Entries from a dataset:
= = =

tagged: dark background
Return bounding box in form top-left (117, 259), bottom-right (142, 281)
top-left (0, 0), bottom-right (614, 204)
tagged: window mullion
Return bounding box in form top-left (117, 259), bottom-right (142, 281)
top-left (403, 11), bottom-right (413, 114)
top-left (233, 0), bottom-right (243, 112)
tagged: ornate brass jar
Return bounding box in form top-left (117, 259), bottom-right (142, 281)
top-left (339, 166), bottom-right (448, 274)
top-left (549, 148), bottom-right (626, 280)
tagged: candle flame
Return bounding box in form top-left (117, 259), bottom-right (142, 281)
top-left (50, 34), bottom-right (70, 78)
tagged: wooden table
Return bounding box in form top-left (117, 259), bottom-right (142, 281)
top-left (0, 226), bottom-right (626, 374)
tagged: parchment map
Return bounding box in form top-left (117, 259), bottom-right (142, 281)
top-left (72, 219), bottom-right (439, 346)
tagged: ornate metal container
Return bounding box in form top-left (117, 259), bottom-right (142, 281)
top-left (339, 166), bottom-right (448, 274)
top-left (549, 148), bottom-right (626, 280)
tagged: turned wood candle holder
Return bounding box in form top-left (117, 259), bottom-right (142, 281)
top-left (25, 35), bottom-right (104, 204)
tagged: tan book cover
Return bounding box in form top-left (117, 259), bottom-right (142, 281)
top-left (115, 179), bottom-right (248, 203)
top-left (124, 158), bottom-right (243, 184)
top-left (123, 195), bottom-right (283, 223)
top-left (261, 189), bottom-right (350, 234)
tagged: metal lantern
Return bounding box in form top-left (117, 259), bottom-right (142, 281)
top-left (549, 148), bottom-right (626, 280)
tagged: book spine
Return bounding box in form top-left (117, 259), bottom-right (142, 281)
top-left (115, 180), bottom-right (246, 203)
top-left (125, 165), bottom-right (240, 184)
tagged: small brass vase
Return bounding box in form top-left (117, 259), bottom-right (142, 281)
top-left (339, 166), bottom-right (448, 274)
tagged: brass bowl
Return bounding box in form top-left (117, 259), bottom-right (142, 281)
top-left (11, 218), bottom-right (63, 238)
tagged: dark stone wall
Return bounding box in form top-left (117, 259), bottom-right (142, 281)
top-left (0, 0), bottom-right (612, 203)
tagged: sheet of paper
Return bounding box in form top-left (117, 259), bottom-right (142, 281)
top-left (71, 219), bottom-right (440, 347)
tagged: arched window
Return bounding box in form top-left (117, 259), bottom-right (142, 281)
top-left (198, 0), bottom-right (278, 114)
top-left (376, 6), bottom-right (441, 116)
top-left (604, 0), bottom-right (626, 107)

= = =

(Directions for this task): Retype the entries exactly, including every line.

(Response):
tagged: dark background
Return bounding box in form top-left (117, 259), bottom-right (142, 281)
top-left (0, 0), bottom-right (614, 204)
tagged: window mullion
Return bounding box in form top-left (117, 259), bottom-right (142, 281)
top-left (403, 11), bottom-right (413, 114)
top-left (233, 0), bottom-right (243, 112)
tagged: ornate brass jar
Return bounding box in form top-left (117, 259), bottom-right (142, 281)
top-left (339, 166), bottom-right (448, 274)
top-left (549, 148), bottom-right (626, 280)
tagged: candle flame
Return bounding box in form top-left (117, 259), bottom-right (142, 281)
top-left (50, 34), bottom-right (70, 78)
tagged: wooden table
Return bounding box in form top-left (117, 259), bottom-right (142, 281)
top-left (0, 226), bottom-right (626, 374)
tagged: parchment map
Return bounding box in form top-left (117, 259), bottom-right (142, 281)
top-left (72, 219), bottom-right (439, 346)
tagged: ornate metal container
Return bounding box in form top-left (117, 259), bottom-right (142, 281)
top-left (339, 166), bottom-right (448, 274)
top-left (549, 148), bottom-right (626, 280)
tagged: turned wood candle holder
Return bounding box in form top-left (117, 259), bottom-right (142, 281)
top-left (25, 35), bottom-right (104, 204)
tagged: tan book cover
Return bounding box in form top-left (117, 259), bottom-right (142, 281)
top-left (115, 179), bottom-right (248, 203)
top-left (124, 158), bottom-right (243, 184)
top-left (123, 195), bottom-right (283, 223)
top-left (261, 189), bottom-right (350, 234)
tagged: metal lantern
Return bounding box in form top-left (117, 259), bottom-right (142, 281)
top-left (549, 148), bottom-right (626, 280)
tagged: book spine
Return bounding box in form top-left (117, 259), bottom-right (142, 281)
top-left (115, 180), bottom-right (246, 203)
top-left (125, 165), bottom-right (240, 184)
tagged: small brass vase
Return bounding box in form top-left (117, 259), bottom-right (142, 281)
top-left (339, 166), bottom-right (448, 274)
tagged: brass bowl
Return bounding box in form top-left (117, 259), bottom-right (142, 281)
top-left (11, 218), bottom-right (63, 238)
tagged: dark stone wall
Return bounding box in form top-left (117, 259), bottom-right (142, 281)
top-left (0, 0), bottom-right (612, 203)
tagged: sheet of paper
Return bounding box in form top-left (117, 259), bottom-right (142, 281)
top-left (71, 219), bottom-right (440, 347)
tagged: arched window
Return bounding box in form top-left (117, 259), bottom-right (142, 281)
top-left (198, 0), bottom-right (278, 114)
top-left (376, 6), bottom-right (441, 116)
top-left (604, 0), bottom-right (626, 107)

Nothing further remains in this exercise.